[A block of data]
## Start
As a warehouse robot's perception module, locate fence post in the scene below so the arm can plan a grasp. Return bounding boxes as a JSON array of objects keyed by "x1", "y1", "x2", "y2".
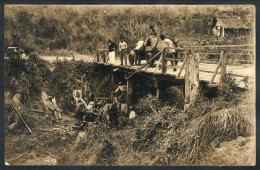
[
  {"x1": 184, "y1": 52, "x2": 199, "y2": 110},
  {"x1": 72, "y1": 53, "x2": 75, "y2": 61},
  {"x1": 161, "y1": 50, "x2": 167, "y2": 73},
  {"x1": 126, "y1": 73, "x2": 134, "y2": 108},
  {"x1": 209, "y1": 51, "x2": 222, "y2": 86}
]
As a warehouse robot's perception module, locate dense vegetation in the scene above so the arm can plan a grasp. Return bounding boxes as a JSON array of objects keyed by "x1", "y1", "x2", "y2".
[{"x1": 5, "y1": 5, "x2": 254, "y2": 54}]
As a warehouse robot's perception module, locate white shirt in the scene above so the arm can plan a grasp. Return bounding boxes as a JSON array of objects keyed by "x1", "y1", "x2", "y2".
[
  {"x1": 164, "y1": 38, "x2": 173, "y2": 47},
  {"x1": 135, "y1": 40, "x2": 144, "y2": 50},
  {"x1": 129, "y1": 111, "x2": 135, "y2": 119},
  {"x1": 119, "y1": 41, "x2": 127, "y2": 51}
]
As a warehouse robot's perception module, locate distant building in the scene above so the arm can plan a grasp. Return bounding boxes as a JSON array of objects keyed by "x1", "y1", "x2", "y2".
[{"x1": 211, "y1": 17, "x2": 251, "y2": 37}]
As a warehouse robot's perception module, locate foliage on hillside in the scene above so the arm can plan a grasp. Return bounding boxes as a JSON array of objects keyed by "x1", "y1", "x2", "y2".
[{"x1": 5, "y1": 5, "x2": 252, "y2": 54}]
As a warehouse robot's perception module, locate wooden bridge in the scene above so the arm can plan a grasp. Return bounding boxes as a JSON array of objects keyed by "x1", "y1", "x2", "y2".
[{"x1": 94, "y1": 44, "x2": 255, "y2": 109}]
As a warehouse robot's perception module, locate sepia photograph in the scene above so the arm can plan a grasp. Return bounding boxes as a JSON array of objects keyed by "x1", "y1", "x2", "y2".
[{"x1": 3, "y1": 4, "x2": 256, "y2": 166}]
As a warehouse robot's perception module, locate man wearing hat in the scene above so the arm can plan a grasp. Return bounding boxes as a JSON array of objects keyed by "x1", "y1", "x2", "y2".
[
  {"x1": 115, "y1": 82, "x2": 127, "y2": 114},
  {"x1": 119, "y1": 38, "x2": 127, "y2": 65},
  {"x1": 108, "y1": 38, "x2": 117, "y2": 64},
  {"x1": 45, "y1": 93, "x2": 61, "y2": 122}
]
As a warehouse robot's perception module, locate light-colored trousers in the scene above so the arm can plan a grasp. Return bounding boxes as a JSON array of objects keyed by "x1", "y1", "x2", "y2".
[{"x1": 108, "y1": 51, "x2": 116, "y2": 64}]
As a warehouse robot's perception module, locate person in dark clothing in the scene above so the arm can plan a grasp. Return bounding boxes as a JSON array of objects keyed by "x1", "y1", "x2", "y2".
[{"x1": 108, "y1": 38, "x2": 117, "y2": 64}]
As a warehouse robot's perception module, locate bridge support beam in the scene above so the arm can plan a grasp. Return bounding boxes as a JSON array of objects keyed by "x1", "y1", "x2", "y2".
[
  {"x1": 126, "y1": 75, "x2": 134, "y2": 107},
  {"x1": 184, "y1": 52, "x2": 199, "y2": 110}
]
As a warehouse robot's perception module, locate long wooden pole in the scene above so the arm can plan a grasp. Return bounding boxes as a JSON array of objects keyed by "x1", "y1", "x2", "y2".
[
  {"x1": 126, "y1": 51, "x2": 161, "y2": 80},
  {"x1": 177, "y1": 59, "x2": 186, "y2": 77},
  {"x1": 209, "y1": 51, "x2": 223, "y2": 86}
]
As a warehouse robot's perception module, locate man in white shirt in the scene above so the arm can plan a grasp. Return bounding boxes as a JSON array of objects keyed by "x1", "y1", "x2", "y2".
[
  {"x1": 119, "y1": 38, "x2": 127, "y2": 65},
  {"x1": 164, "y1": 35, "x2": 177, "y2": 71},
  {"x1": 134, "y1": 37, "x2": 144, "y2": 66},
  {"x1": 108, "y1": 38, "x2": 117, "y2": 64}
]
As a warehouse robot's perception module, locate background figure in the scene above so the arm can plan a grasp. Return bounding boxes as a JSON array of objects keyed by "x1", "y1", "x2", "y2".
[
  {"x1": 119, "y1": 38, "x2": 127, "y2": 65},
  {"x1": 108, "y1": 38, "x2": 117, "y2": 64},
  {"x1": 134, "y1": 37, "x2": 144, "y2": 66}
]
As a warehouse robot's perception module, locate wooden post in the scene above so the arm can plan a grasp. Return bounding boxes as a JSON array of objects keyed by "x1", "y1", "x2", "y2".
[
  {"x1": 126, "y1": 74, "x2": 133, "y2": 108},
  {"x1": 155, "y1": 79, "x2": 160, "y2": 99},
  {"x1": 177, "y1": 58, "x2": 186, "y2": 77},
  {"x1": 184, "y1": 53, "x2": 199, "y2": 110},
  {"x1": 209, "y1": 51, "x2": 223, "y2": 86},
  {"x1": 161, "y1": 50, "x2": 167, "y2": 74},
  {"x1": 72, "y1": 53, "x2": 75, "y2": 61}
]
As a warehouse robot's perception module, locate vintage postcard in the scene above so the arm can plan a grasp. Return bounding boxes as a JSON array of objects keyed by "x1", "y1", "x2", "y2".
[{"x1": 4, "y1": 4, "x2": 256, "y2": 166}]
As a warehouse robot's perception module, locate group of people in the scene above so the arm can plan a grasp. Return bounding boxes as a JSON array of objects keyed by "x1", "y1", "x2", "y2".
[
  {"x1": 105, "y1": 25, "x2": 178, "y2": 71},
  {"x1": 41, "y1": 91, "x2": 62, "y2": 124}
]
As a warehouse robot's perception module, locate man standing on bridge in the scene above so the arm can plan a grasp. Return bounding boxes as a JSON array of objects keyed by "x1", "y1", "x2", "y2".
[
  {"x1": 119, "y1": 38, "x2": 127, "y2": 65},
  {"x1": 108, "y1": 38, "x2": 117, "y2": 64}
]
## End
▶ _Task_: Reproduce word for word the lines of the rows above, beginning at the line that contains "As a warehouse robot's perception module, locate man standing" and ending with the last line of the rows.

▶ _Complete answer_:
As a warehouse robot's perception module, locate man standing on bridge in the scene above so the arm can plan a grasp. Return bounding boxes as a JSON array of objects keyed by "x1", "y1", "x2", "y2".
[
  {"x1": 119, "y1": 38, "x2": 127, "y2": 65},
  {"x1": 108, "y1": 38, "x2": 117, "y2": 64}
]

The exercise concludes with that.